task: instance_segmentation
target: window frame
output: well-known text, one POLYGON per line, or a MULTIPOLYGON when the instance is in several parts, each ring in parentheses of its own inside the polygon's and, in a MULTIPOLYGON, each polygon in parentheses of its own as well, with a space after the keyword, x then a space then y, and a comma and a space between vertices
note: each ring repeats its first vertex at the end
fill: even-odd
==
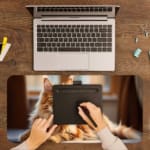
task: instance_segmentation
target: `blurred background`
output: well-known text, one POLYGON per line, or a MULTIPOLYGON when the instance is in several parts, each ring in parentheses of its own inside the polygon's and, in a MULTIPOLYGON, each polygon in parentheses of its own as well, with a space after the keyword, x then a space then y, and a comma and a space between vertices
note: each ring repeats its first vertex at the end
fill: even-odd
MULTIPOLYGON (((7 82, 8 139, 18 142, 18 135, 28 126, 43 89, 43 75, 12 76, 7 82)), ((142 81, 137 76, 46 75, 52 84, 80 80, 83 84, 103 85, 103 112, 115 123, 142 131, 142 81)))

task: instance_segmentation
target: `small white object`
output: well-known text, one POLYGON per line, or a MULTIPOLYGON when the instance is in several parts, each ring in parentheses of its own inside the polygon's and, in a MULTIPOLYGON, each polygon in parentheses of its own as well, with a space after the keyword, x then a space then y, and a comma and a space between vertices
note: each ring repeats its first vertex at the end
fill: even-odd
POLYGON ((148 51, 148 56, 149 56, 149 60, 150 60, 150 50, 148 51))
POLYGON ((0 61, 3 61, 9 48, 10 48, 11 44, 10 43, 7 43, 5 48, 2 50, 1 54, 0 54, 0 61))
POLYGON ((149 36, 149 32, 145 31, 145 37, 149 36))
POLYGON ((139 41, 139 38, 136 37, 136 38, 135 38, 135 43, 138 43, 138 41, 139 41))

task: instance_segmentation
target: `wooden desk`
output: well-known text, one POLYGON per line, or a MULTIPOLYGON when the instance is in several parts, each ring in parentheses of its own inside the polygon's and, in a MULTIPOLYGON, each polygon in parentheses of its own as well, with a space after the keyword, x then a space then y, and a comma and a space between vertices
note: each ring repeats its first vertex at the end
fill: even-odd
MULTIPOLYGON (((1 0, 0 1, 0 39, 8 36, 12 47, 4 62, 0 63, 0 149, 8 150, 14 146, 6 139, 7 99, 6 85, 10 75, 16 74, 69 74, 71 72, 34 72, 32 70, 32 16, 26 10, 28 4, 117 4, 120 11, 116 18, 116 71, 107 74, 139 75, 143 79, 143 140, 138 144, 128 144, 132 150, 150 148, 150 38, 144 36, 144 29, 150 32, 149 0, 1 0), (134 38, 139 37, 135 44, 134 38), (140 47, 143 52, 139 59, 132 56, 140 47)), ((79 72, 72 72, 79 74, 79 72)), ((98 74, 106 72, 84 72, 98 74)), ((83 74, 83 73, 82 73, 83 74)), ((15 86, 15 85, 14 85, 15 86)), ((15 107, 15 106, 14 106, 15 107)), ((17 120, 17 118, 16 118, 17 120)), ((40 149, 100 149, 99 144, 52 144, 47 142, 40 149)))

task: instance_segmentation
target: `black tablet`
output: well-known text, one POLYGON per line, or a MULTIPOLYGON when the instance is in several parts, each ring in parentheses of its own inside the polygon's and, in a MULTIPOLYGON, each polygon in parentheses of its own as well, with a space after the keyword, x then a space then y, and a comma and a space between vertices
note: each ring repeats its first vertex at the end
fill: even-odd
...
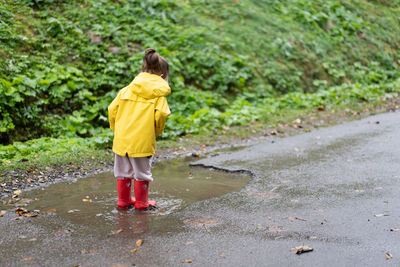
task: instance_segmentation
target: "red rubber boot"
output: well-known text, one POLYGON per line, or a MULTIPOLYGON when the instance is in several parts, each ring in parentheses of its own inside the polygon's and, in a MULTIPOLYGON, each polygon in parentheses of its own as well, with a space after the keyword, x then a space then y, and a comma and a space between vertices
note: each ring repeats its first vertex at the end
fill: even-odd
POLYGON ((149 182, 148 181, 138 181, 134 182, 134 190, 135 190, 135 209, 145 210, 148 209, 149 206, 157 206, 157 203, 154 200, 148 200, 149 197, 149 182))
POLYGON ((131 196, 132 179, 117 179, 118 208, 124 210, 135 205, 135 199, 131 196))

• **Activity**: Identify and extract each line of the listing that contains "target".

• **Exercise answer**:
target: window frame
target: `blurred background`
target: `small white object`
target: `wooden desk`
target: `black tablet`
target: "red rubber boot"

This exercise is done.